▶ _Task goal_: Please repeat the whole listing exactly, but leave out any picture it holds.

** Opening Dataset entries block **

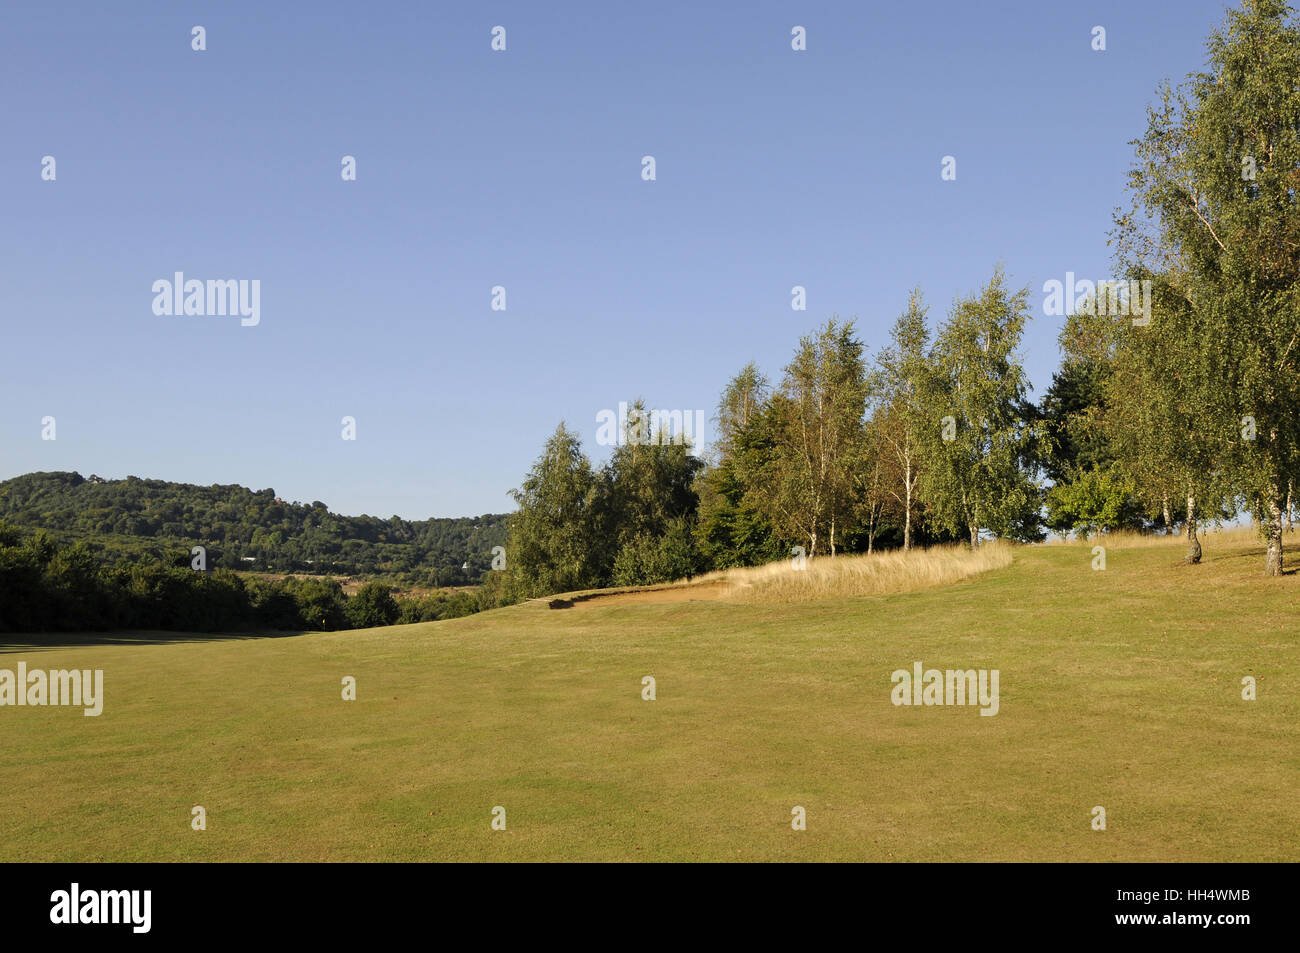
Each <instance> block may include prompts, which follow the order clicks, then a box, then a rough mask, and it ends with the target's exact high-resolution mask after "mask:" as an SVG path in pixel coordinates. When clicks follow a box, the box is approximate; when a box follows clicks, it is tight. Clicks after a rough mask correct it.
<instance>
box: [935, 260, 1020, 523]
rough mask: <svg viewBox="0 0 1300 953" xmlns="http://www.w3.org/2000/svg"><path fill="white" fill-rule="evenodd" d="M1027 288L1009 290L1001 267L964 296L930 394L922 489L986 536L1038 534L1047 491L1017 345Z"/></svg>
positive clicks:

** Closing Dataset entries block **

▶ _Written solution_:
Each <instance> block may include prompts, which follow the order clicks, then a box, then a rough mask, and it ends with the target's exact high-resolution mask after "mask:" as an SVG path in pixel coordinates. When clicks follow a box, the box is approximate; when a box follows clicks, it is tight. Clicks after a rough mask correct it.
<instance>
box: [935, 260, 1020, 523]
rough mask: <svg viewBox="0 0 1300 953" xmlns="http://www.w3.org/2000/svg"><path fill="white" fill-rule="evenodd" d="M1027 288L1009 290L1001 267L964 296L930 394L922 489L986 536L1038 534L1047 491L1017 345Z"/></svg>
positive clicks:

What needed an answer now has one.